Your task >> Produce a word-for-word copy of the listing below without its pictures.

Point annotation records

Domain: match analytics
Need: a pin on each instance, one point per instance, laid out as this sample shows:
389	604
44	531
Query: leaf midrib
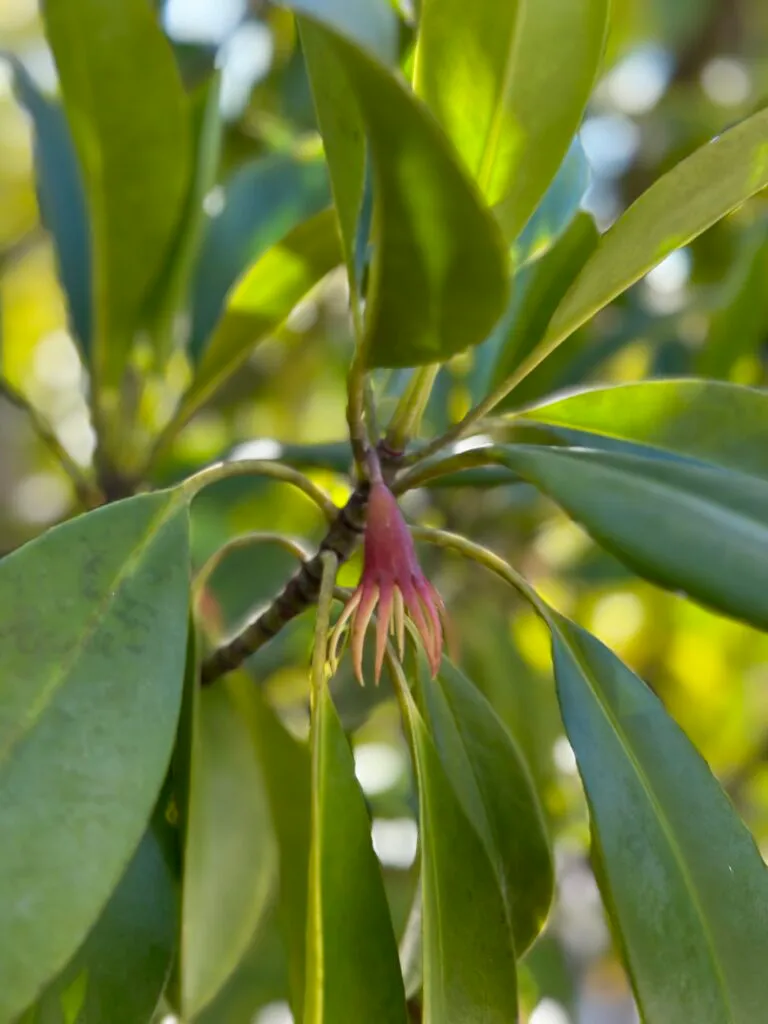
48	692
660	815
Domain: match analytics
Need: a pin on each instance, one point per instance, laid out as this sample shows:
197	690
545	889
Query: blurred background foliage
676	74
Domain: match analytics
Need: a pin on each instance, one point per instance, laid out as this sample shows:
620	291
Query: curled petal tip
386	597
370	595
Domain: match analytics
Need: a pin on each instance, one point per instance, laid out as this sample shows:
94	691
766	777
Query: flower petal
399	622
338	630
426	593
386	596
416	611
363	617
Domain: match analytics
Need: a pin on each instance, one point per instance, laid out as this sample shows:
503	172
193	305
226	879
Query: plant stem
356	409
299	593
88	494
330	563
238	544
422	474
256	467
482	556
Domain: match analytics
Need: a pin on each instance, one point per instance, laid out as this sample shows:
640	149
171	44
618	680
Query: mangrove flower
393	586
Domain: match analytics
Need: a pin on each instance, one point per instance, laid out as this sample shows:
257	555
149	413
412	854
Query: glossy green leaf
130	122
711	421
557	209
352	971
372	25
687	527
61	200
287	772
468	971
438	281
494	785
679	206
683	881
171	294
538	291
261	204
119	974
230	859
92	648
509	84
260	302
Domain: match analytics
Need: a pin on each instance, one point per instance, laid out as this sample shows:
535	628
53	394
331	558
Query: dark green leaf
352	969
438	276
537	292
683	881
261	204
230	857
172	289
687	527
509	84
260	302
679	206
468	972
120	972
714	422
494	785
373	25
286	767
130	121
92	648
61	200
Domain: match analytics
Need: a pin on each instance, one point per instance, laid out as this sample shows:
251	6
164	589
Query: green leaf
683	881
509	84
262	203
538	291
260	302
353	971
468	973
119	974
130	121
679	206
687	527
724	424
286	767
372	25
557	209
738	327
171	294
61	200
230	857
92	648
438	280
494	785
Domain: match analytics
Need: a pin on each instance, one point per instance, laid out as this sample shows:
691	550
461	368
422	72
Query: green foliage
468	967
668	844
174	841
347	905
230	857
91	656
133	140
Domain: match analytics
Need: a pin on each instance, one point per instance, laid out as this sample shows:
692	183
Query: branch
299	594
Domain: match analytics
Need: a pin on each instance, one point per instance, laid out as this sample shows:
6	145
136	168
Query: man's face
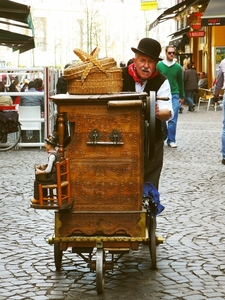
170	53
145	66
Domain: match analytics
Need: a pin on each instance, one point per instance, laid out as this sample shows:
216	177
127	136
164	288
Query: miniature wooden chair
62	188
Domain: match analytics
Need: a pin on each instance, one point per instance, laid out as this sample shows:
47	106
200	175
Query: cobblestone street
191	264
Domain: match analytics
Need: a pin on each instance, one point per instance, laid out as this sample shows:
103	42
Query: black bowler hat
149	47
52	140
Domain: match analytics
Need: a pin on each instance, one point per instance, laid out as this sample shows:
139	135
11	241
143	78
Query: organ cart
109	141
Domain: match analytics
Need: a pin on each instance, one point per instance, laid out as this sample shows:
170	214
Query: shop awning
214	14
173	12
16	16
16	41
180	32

Task solution >>
Domain: match analytics
Need: a pin on each instance, one point per instance, laid out as this sample shows:
389	604
44	531
Query: leaf midrib
48	692
660	815
Domain: match analytics
Need: a pin on each instance, one point per instance, laid out as this sample shows:
197	690
545	889
Query: blurred background foliage
676	74
Domain: match analytics
Need: a pin on each instance, one point per instance, laid out as this sample shows:
620	291
Query: curled petal tip
386	597
370	595
Domain: match analytics
Need: a pin on each instance, one point per instance, laid out as this sample shows:
94	691
766	777
Query: flower petal
399	622
338	630
426	593
386	596
416	611
363	617
Domain: match analytics
Need: a pin on each instance, one point per instance, laid out as this sample shows:
503	172
193	305
226	879
Query: plant stem
356	409
299	593
88	494
330	563
238	544
422	474
256	467
482	556
Domain: match analytics
Need: a pin on each instance, one point per instance, laid out as this sample shows:
640	149
171	44
618	680
Query: mangrove flower
393	586
Domain: match analytics
Need: a pin on each instance, one point per instance, laid out as this sample shows:
257	555
149	413
412	854
Query: glossy green leaf
130	122
711	421
557	209
352	971
372	25
687	527
61	200
287	772
468	971
438	281
494	785
679	206
683	881
171	294
538	291
261	204
119	974
230	859
92	648
509	84
260	302
Domain: match analytics
Need: a pin on each instance, one point per instance, laid out as this sample shows:
535	628
53	394
331	558
Query: dark green leaf
352	969
438	276
537	292
683	881
261	204
230	857
172	289
687	527
509	84
260	302
679	206
468	972
120	972
714	422
494	785
373	25
286	767
130	121
92	648
61	200
Domain: match analytics
Need: a pin on each instance, one point per instance, laid out as this sample shows:
251	6
164	589
Query: green leaf
683	881
509	84
262	203
538	291
260	302
353	971
468	973
119	974
130	121
679	206
687	527
724	424
286	767
372	25
557	209
738	327
171	294
61	200
230	857
92	648
438	280
494	785
Domain: match analytics
Need: a pin on each instance, one point per instance, laid out as this sample shows:
691	550
461	368
422	72
Query: green foliage
468	967
668	844
174	841
347	905
230	857
91	656
133	140
Domain: match analytics
Need: a pin on each instance, one point per instance, laid out as this sample shows:
692	183
Query: branch
299	594
Domain: match analytics
Need: a pin on each instance, one point per instance, laid out as this sample shows:
6	145
136	168
Query: man's face
170	53
145	66
Domain: match analytics
Need: a pin on each instance, one point per instance, laid out as this sample shows:
216	177
127	136
164	288
Query: miniature wooden chair
62	188
Domain: match analytics
Need: a pin on each instance, one point per instance, laid out as this sample shows:
47	106
200	175
Query: cobblestone street
191	264
Domain: match analytics
Need: a pin on each instance, one point per instance, laid out as this sample shows:
103	42
Query: black bowler hat
149	47
52	140
Domain: match analytics
Need: a pin on each instance, one point per instance, laid out as this sample shows:
139	135
11	241
143	78
Query: organ cart
109	141
Domain: match analytics
Need: a pin on each instance, one point per instance, laid out as this sample shows:
170	214
Query: shop awning
214	14
173	12
16	16
16	41
180	32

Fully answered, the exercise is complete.